* Instructions to follow *
Pull out every line of the records that contains the string "fork", matching case exactly. Copy each of those lines in full.

Lines of data:

-- begin --

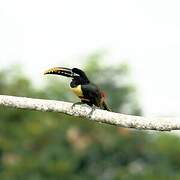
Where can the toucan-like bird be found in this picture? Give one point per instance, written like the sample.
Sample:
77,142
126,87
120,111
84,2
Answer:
88,92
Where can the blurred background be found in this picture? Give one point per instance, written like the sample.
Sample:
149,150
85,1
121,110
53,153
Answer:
129,48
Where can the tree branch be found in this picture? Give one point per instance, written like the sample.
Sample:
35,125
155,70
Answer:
117,119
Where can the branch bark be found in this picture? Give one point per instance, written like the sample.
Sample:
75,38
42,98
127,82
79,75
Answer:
117,119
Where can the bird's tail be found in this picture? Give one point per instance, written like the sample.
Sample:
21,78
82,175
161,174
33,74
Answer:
105,107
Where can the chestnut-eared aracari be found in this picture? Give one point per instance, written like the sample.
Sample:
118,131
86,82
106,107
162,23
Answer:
88,92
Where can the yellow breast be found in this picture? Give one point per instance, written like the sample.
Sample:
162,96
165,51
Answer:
77,90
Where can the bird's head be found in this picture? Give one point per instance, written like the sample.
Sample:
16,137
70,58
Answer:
76,74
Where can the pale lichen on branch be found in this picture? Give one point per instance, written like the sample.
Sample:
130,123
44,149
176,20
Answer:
117,119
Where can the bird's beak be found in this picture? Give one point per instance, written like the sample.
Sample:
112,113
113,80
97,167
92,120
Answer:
60,71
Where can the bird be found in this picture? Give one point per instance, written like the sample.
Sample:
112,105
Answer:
88,92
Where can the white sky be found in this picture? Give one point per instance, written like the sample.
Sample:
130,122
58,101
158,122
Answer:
41,34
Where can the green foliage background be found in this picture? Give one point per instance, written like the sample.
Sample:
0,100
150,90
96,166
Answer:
40,146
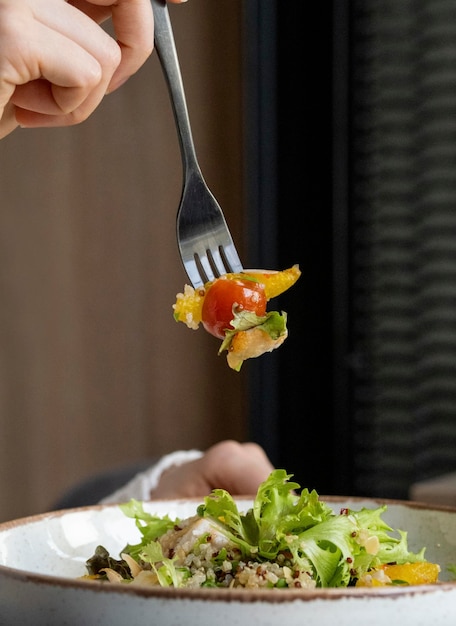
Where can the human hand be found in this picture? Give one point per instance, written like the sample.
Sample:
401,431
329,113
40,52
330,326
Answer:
57,63
237,467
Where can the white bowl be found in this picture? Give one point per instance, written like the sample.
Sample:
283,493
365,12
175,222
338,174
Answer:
41,558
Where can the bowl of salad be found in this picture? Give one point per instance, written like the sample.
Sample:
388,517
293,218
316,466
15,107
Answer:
285,555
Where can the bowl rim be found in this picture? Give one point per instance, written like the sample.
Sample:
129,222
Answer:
217,594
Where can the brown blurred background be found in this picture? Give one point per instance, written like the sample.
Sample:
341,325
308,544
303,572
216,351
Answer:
95,373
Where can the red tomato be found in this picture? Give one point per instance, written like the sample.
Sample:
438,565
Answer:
222,295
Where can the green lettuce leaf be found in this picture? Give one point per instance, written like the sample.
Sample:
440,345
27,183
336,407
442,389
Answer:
273,323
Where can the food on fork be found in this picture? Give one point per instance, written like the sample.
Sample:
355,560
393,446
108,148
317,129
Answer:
233,308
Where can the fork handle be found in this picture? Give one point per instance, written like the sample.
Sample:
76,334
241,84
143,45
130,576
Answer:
167,53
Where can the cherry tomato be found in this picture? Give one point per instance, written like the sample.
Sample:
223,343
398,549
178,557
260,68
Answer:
222,295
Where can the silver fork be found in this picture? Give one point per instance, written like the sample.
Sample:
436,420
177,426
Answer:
205,243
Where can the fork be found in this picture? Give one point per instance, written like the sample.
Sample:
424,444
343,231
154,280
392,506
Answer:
206,247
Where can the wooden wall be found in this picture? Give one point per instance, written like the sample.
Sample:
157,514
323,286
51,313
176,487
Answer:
94,372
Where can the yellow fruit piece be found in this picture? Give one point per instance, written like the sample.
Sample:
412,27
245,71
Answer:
413,573
188,306
421,573
275,282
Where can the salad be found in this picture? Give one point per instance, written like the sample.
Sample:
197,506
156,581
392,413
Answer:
233,309
285,540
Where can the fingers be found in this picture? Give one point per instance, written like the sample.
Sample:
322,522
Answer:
238,468
133,26
55,62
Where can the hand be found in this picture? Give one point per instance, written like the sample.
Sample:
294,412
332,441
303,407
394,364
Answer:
57,63
237,467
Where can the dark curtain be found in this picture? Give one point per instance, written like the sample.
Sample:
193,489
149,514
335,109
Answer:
404,242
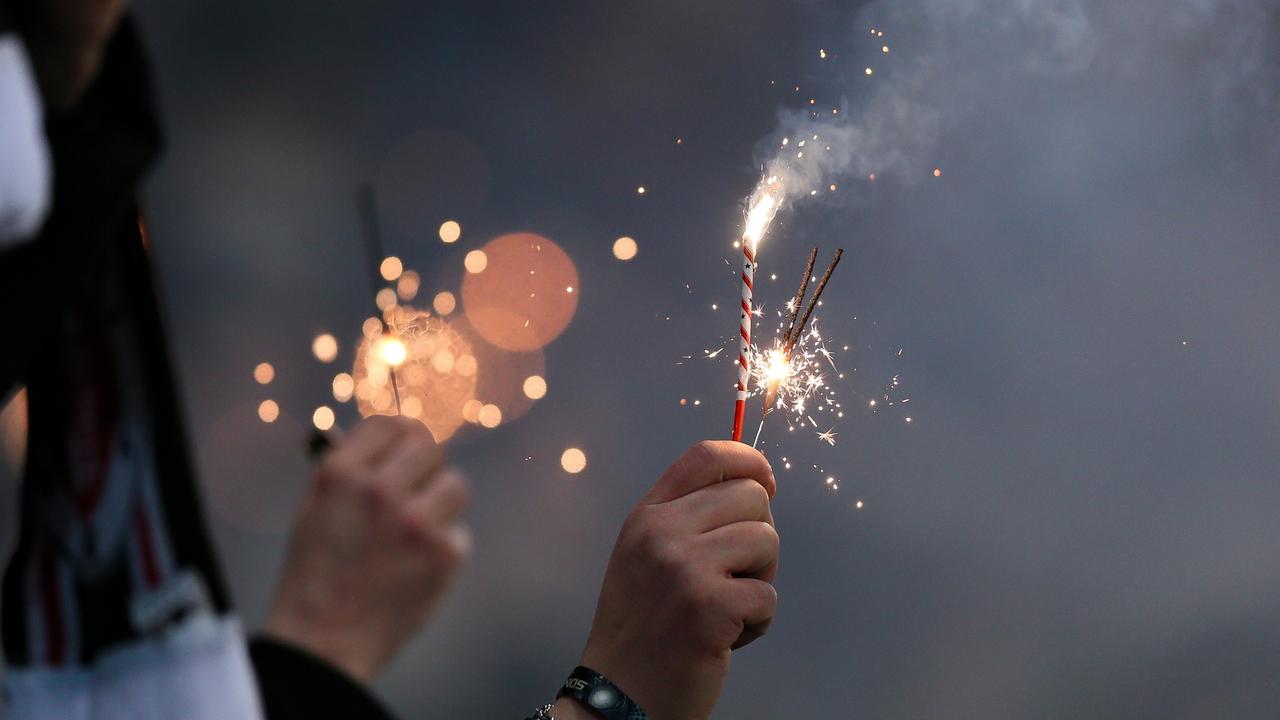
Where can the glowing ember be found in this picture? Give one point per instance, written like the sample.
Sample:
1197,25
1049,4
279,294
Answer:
574,460
264,373
449,231
535,387
323,418
475,261
625,249
343,386
444,302
268,411
489,415
324,347
391,350
408,285
763,206
391,268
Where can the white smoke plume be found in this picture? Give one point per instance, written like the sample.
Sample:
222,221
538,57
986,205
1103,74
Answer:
951,58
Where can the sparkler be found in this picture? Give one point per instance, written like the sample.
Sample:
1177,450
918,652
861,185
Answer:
762,209
781,356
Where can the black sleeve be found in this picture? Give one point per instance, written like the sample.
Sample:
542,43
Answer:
296,684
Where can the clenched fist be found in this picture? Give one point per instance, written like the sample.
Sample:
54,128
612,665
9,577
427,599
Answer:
688,582
375,545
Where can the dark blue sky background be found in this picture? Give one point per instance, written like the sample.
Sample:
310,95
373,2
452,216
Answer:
1080,519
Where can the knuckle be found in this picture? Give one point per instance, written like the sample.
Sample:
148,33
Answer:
376,495
759,496
767,534
703,452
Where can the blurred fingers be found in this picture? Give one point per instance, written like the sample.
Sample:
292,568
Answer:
443,501
410,464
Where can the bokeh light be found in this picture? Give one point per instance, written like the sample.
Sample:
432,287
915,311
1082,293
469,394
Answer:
521,301
268,411
323,418
502,373
489,415
475,261
264,373
385,299
444,302
535,387
343,386
574,460
625,247
432,386
408,285
471,410
391,350
391,268
324,347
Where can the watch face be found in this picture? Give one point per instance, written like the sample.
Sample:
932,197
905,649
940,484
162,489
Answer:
602,698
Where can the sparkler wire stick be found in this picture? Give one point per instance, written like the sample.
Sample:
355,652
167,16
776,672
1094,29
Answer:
368,208
795,331
813,301
799,299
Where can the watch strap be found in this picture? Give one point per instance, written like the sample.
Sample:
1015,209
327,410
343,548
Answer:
598,695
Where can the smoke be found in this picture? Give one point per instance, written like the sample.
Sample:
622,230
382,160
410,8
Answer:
951,59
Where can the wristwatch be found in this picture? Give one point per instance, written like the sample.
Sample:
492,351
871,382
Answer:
595,692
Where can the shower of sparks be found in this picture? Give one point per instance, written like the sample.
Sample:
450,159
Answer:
801,383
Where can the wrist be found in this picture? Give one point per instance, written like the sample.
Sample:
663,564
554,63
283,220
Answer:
328,647
568,709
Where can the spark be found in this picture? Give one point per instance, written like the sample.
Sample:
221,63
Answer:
763,206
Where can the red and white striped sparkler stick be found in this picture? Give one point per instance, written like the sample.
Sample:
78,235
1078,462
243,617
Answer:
764,204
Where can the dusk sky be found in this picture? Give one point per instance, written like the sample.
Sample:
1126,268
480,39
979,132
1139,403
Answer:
1068,263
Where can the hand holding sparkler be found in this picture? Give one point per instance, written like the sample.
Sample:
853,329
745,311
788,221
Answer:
375,545
690,579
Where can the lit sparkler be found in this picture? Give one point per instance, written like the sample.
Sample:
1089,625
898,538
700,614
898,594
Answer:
763,206
782,372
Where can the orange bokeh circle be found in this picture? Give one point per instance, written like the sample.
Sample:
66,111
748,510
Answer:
526,294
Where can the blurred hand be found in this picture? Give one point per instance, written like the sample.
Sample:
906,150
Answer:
65,40
689,580
375,545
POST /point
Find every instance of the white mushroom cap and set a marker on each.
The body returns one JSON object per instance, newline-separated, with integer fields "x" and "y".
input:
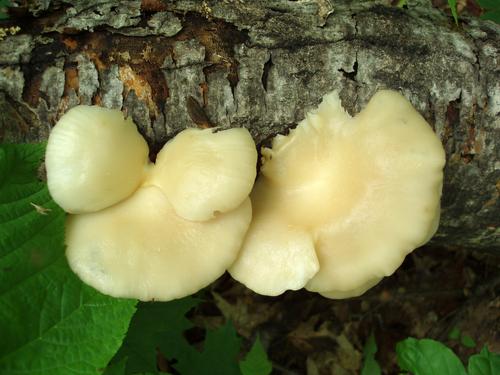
{"x": 204, "y": 172}
{"x": 141, "y": 249}
{"x": 276, "y": 256}
{"x": 366, "y": 189}
{"x": 129, "y": 241}
{"x": 94, "y": 159}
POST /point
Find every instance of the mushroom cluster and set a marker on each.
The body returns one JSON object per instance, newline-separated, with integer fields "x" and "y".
{"x": 339, "y": 203}
{"x": 341, "y": 200}
{"x": 142, "y": 230}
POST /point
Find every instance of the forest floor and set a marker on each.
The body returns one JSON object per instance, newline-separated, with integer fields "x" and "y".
{"x": 447, "y": 295}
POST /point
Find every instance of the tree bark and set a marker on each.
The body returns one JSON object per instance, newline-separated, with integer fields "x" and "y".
{"x": 262, "y": 65}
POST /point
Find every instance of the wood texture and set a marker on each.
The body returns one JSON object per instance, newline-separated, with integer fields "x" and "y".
{"x": 262, "y": 65}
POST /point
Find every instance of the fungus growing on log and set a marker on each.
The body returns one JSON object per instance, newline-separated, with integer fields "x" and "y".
{"x": 134, "y": 233}
{"x": 342, "y": 200}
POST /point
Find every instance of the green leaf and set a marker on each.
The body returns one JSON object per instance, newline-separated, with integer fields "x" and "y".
{"x": 51, "y": 322}
{"x": 484, "y": 363}
{"x": 370, "y": 364}
{"x": 428, "y": 357}
{"x": 256, "y": 361}
{"x": 492, "y": 10}
{"x": 454, "y": 334}
{"x": 467, "y": 341}
{"x": 488, "y": 4}
{"x": 156, "y": 325}
{"x": 219, "y": 355}
{"x": 401, "y": 3}
{"x": 453, "y": 7}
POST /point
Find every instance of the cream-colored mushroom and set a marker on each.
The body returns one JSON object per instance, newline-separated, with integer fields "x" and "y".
{"x": 366, "y": 191}
{"x": 203, "y": 172}
{"x": 94, "y": 159}
{"x": 141, "y": 248}
{"x": 136, "y": 236}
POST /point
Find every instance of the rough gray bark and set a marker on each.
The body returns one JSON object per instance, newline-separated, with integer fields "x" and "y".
{"x": 262, "y": 65}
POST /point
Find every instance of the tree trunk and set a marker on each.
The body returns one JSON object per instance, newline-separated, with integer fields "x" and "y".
{"x": 262, "y": 64}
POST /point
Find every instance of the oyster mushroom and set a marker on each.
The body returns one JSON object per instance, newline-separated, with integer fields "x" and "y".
{"x": 355, "y": 196}
{"x": 149, "y": 231}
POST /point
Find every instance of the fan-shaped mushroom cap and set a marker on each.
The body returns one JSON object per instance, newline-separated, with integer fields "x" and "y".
{"x": 366, "y": 189}
{"x": 203, "y": 172}
{"x": 129, "y": 241}
{"x": 94, "y": 159}
{"x": 141, "y": 248}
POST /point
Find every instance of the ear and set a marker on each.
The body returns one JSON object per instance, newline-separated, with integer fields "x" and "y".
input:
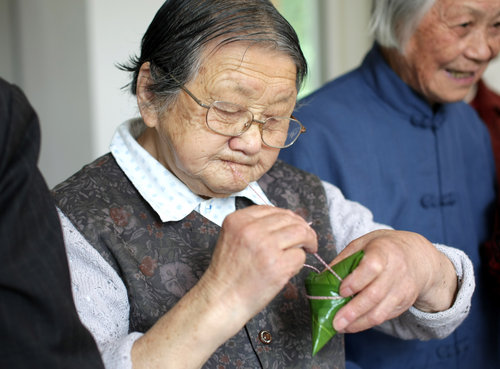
{"x": 145, "y": 98}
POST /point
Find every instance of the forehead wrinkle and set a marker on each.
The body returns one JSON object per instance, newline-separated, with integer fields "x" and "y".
{"x": 469, "y": 8}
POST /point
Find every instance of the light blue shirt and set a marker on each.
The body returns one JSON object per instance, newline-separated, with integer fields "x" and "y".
{"x": 166, "y": 194}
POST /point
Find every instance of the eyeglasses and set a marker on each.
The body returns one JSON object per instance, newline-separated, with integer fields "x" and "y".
{"x": 233, "y": 120}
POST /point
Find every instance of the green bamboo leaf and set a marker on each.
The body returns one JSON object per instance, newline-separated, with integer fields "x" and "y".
{"x": 325, "y": 284}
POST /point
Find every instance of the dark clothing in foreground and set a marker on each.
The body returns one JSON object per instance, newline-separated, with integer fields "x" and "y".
{"x": 39, "y": 326}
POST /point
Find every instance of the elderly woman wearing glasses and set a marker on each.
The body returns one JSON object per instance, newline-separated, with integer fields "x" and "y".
{"x": 187, "y": 242}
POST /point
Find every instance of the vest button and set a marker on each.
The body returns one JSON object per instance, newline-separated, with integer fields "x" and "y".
{"x": 265, "y": 337}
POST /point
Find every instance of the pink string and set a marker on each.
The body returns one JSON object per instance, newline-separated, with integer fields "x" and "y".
{"x": 268, "y": 203}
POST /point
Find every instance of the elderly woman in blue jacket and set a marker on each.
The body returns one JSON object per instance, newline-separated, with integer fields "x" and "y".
{"x": 395, "y": 135}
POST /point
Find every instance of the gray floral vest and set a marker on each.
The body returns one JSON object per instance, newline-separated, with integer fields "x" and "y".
{"x": 159, "y": 262}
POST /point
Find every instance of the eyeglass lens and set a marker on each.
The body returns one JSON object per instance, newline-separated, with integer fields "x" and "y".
{"x": 232, "y": 120}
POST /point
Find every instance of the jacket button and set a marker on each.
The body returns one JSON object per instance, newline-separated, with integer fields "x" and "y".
{"x": 429, "y": 201}
{"x": 265, "y": 337}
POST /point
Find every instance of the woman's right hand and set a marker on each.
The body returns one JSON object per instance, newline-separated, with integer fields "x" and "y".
{"x": 259, "y": 249}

-- end --

* Worked solution *
Where can the food on fork be found in this picture? Give one point per instance, written like the sample.
Where can the fork handle be found in this picture? Give one point per instance, written like the sample.
Where can the silver fork be found in this picture? Give one point per instance, written like the sample.
Where can the fork be found in this picture? Give one point per instance, written like the sample.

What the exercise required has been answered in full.